=== Begin Enclosure ===

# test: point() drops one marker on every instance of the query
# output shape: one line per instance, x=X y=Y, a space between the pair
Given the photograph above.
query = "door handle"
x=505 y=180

=== End Enclosure ===

[What you will do] Give the listing again in full, with every line intact.

[Result of this task]
# test: point() drops one marker on every instance of the query
# output shape: one line per instance, x=X y=Y, a space between the pair
Given the photograph above.
query = "door handle"
x=505 y=180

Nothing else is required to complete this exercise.